» **The records**
━━━━━━━━
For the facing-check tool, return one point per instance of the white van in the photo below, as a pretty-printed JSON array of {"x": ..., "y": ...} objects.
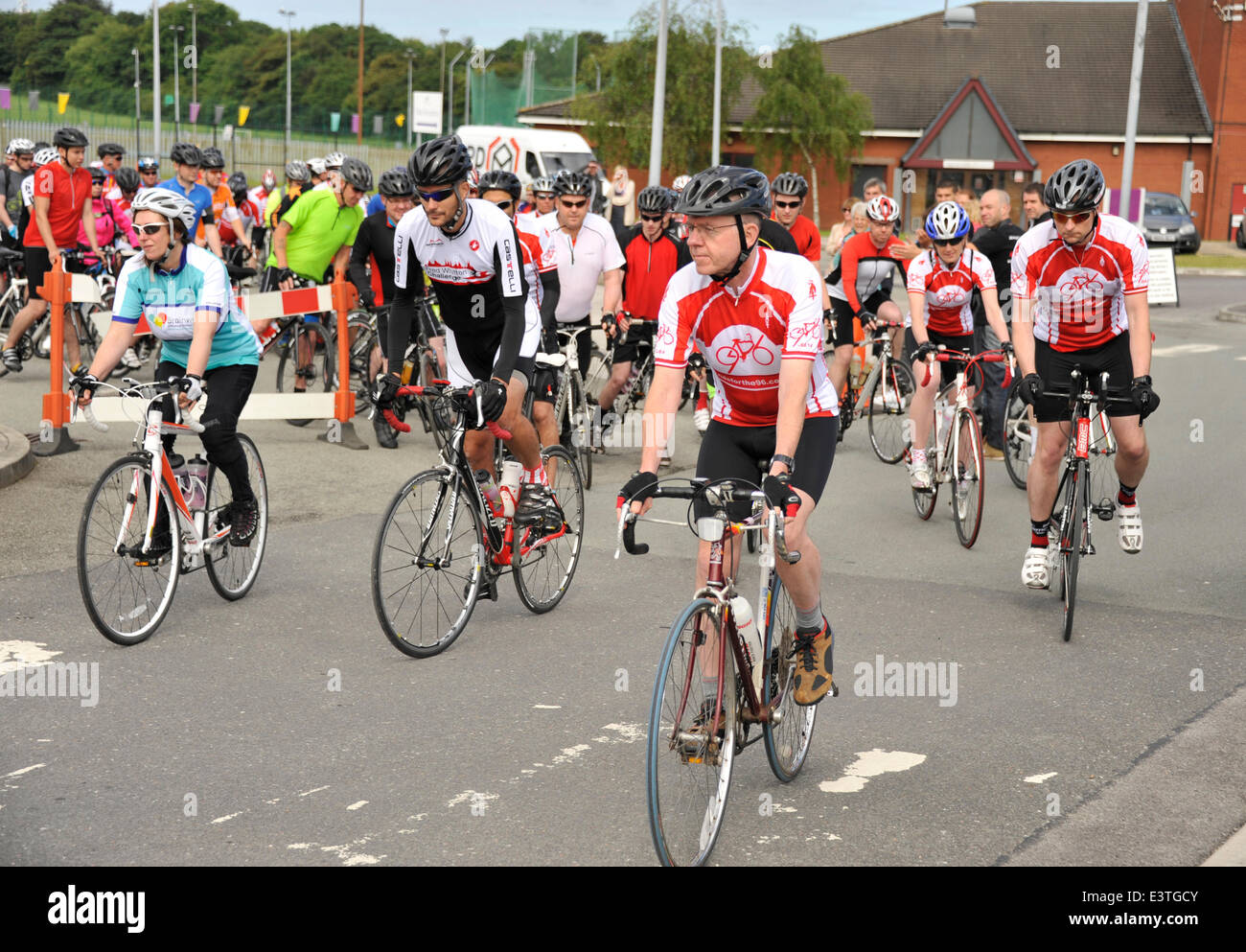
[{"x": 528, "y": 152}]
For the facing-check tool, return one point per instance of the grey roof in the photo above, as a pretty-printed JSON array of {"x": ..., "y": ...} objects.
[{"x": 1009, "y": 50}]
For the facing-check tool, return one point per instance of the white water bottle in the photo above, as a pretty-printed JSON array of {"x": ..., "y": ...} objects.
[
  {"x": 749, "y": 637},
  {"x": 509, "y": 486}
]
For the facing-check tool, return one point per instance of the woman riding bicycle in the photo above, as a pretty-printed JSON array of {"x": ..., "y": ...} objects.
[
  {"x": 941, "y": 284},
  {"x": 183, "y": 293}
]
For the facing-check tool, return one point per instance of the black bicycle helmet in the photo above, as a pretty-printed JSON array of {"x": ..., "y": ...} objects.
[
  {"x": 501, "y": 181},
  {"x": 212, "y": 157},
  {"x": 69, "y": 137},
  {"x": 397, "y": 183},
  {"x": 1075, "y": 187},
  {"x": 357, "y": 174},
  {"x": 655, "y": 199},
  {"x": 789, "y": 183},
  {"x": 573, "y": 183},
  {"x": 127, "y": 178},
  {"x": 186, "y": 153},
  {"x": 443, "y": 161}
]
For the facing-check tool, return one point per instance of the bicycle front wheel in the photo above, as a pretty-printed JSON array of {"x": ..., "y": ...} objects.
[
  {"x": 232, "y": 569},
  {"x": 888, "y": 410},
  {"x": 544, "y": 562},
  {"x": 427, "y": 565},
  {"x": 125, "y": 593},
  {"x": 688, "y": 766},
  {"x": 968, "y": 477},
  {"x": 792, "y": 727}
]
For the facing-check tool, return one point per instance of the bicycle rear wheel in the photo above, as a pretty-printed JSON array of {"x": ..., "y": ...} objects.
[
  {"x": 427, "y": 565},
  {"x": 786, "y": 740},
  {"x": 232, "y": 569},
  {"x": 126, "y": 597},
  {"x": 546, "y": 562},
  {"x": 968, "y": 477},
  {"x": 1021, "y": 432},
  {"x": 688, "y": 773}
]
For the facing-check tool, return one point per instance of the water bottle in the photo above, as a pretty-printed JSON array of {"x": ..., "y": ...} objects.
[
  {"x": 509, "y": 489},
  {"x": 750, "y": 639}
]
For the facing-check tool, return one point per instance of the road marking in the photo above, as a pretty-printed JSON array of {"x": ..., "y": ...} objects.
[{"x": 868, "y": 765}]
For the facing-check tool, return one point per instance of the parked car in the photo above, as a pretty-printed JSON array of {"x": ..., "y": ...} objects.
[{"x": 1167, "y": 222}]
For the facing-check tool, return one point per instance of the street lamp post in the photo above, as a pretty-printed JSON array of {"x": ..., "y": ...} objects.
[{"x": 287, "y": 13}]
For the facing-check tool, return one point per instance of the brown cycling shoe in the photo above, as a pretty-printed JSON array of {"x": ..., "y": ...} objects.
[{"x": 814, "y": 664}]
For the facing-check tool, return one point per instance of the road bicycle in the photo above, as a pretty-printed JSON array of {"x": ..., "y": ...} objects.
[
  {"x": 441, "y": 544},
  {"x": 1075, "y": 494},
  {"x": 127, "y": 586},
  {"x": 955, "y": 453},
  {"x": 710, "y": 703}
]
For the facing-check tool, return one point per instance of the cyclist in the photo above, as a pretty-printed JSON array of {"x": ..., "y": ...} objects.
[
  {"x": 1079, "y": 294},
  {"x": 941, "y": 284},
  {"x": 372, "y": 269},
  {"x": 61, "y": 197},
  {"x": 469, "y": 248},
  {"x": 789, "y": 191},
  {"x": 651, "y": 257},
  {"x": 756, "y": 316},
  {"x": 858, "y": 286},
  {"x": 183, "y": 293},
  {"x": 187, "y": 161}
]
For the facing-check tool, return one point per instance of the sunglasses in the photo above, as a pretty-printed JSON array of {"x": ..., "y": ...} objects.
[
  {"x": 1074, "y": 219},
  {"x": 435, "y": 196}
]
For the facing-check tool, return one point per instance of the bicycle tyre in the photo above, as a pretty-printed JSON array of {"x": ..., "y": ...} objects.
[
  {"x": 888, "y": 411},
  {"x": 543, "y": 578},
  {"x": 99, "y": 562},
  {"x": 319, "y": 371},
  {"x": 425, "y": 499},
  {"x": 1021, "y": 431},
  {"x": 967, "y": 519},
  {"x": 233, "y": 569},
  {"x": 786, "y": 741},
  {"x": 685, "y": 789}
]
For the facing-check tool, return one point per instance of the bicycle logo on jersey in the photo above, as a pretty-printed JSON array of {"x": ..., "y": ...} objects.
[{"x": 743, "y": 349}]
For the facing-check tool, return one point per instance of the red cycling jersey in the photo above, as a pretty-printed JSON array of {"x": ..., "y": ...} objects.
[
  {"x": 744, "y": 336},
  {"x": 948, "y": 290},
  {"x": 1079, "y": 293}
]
━━━━━━━━
» **Request**
Could you reproduce the lines starting at the line containing "of the street" and ending at the end of the records, both ends included, with the requests unchanged and every x and y coordinate in the answers multiplied by 2.55 and rounded to the nearest whole number, halves rounding up?

» **Written response**
For the facing-check tool, return one point per instance of the street lamp post in the photo above, as a pretty-printed JSON array of {"x": ..., "y": ...} objects.
[{"x": 732, "y": 33}]
For the facing-check tool, return one point per instance of the brown cycling shoe in the photo above, as a pretty-printed JSON array of {"x": ..., "y": ...} objects.
[{"x": 2076, "y": 1693}]
For the facing-check tool, return one point per instance of the road bicycle in the photo above, as a pretty-printed JSON array of {"x": ..., "y": ...} objects.
[
  {"x": 1125, "y": 1387},
  {"x": 2741, "y": 1260},
  {"x": 324, "y": 1494},
  {"x": 2435, "y": 1155},
  {"x": 1811, "y": 1793}
]
For the facing-check tool, return one point per instance of the cyclist in the photo above, as a pretty-printed JSON array of {"x": ..., "y": ...} objects.
[
  {"x": 2751, "y": 750},
  {"x": 2400, "y": 724},
  {"x": 949, "y": 686},
  {"x": 156, "y": 502},
  {"x": 1196, "y": 632},
  {"x": 2012, "y": 487},
  {"x": 1660, "y": 655},
  {"x": 1928, "y": 806},
  {"x": 2188, "y": 729},
  {"x": 467, "y": 747},
  {"x": 477, "y": 411}
]
For the facing-check tool, return one point per instance of the sunglasses in the photo above, as a pretty-printed JSON array of {"x": ..., "y": ...} objects.
[
  {"x": 2739, "y": 558},
  {"x": 1109, "y": 500}
]
For the facing-check tool, return one point per instance of the bicycle tyre in the photo above, as a pretty-printed JSON array of {"x": ..., "y": ...} objects.
[
  {"x": 2264, "y": 1048},
  {"x": 1385, "y": 1474},
  {"x": 252, "y": 1433},
  {"x": 813, "y": 946},
  {"x": 1084, "y": 1272},
  {"x": 2604, "y": 1099},
  {"x": 2466, "y": 1323},
  {"x": 594, "y": 1451},
  {"x": 2004, "y": 1890},
  {"x": 1747, "y": 2012}
]
For the facing-check tool, return one point per instance of the bicycle logo on jersey in the photo above, as a pretty-printed JSON array of {"x": ..., "y": ...} objects.
[{"x": 1895, "y": 890}]
For the facing-check tool, return one point per instance of the red cycling jersey in the photo above, as a pretty-printed JSON array of {"x": ..., "y": ...} objects.
[
  {"x": 1897, "y": 857},
  {"x": 2417, "y": 740},
  {"x": 2751, "y": 747}
]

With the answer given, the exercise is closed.